# [Task to complete]
From the entries below, return only the lines starting at the one that contains "If you could indicate the vertical" and ending at the one that contains "point(108, 139)", exactly as they stand.

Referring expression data
══════════

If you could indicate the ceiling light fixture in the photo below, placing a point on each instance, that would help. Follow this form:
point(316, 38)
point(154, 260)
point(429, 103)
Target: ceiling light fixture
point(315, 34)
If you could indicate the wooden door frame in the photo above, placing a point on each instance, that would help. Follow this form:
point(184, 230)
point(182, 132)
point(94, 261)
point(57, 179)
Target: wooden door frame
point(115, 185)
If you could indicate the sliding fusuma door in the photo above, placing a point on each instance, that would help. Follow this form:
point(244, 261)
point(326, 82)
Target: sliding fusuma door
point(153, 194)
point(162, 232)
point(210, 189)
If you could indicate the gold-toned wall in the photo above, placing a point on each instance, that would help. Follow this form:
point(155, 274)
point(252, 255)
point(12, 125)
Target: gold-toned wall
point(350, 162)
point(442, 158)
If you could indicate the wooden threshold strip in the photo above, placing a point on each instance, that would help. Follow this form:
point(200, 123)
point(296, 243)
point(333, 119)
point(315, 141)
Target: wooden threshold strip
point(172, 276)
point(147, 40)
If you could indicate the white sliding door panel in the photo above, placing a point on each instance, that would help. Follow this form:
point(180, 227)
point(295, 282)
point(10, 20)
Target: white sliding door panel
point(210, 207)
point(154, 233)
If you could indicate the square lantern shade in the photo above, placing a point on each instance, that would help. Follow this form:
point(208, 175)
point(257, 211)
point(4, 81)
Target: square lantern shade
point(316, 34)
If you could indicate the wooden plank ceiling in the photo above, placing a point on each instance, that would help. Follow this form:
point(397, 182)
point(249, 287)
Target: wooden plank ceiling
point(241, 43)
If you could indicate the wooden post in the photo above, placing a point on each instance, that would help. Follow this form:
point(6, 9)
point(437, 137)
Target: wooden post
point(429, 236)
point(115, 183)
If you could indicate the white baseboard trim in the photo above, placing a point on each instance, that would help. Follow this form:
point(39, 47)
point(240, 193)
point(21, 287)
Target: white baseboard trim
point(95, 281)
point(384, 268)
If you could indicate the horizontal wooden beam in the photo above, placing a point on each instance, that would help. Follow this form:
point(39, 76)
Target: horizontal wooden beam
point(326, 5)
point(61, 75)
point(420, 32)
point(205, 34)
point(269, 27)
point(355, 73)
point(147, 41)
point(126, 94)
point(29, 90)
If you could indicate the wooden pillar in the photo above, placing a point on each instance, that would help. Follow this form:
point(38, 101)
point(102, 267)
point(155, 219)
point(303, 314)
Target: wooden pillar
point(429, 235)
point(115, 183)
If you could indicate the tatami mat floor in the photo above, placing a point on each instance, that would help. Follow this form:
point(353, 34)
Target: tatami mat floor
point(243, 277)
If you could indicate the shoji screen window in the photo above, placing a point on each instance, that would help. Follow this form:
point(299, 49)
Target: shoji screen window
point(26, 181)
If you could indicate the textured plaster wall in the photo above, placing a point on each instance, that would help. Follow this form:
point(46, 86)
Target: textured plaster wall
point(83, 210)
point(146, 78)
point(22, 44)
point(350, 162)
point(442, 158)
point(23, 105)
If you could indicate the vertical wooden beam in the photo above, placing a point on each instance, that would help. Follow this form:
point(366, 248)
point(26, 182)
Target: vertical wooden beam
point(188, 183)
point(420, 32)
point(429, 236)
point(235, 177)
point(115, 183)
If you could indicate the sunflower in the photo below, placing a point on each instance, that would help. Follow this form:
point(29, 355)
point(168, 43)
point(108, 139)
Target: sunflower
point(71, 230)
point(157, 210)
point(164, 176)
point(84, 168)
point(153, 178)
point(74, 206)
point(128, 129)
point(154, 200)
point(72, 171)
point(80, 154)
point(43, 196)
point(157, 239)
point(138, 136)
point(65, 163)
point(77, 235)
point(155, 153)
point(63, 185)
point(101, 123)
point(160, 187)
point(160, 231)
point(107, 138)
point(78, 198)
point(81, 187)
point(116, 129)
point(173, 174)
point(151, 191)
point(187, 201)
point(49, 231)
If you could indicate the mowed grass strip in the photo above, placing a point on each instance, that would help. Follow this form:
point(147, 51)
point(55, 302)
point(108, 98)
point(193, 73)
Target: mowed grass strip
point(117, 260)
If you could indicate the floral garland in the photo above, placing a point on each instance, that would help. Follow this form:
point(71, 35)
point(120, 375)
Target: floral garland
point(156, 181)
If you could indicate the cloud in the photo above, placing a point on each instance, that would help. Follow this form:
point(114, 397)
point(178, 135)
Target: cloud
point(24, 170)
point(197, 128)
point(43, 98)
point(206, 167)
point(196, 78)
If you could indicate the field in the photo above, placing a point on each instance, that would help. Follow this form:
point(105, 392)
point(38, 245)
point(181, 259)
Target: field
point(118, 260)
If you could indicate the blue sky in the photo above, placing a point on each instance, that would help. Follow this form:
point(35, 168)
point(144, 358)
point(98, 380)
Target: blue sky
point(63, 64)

══════════

# [Response to this task]
If you could indicate the vertical wooden beam in the photo above, placing a point on each instance, that would help. Follow this form:
point(366, 248)
point(26, 182)
Target: vertical wooden beam
point(188, 183)
point(420, 32)
point(429, 236)
point(235, 177)
point(115, 183)
If you could indicate the sunflower in the photo below, placing a point on each instance, that would help. Follow this form:
point(29, 355)
point(168, 43)
point(108, 139)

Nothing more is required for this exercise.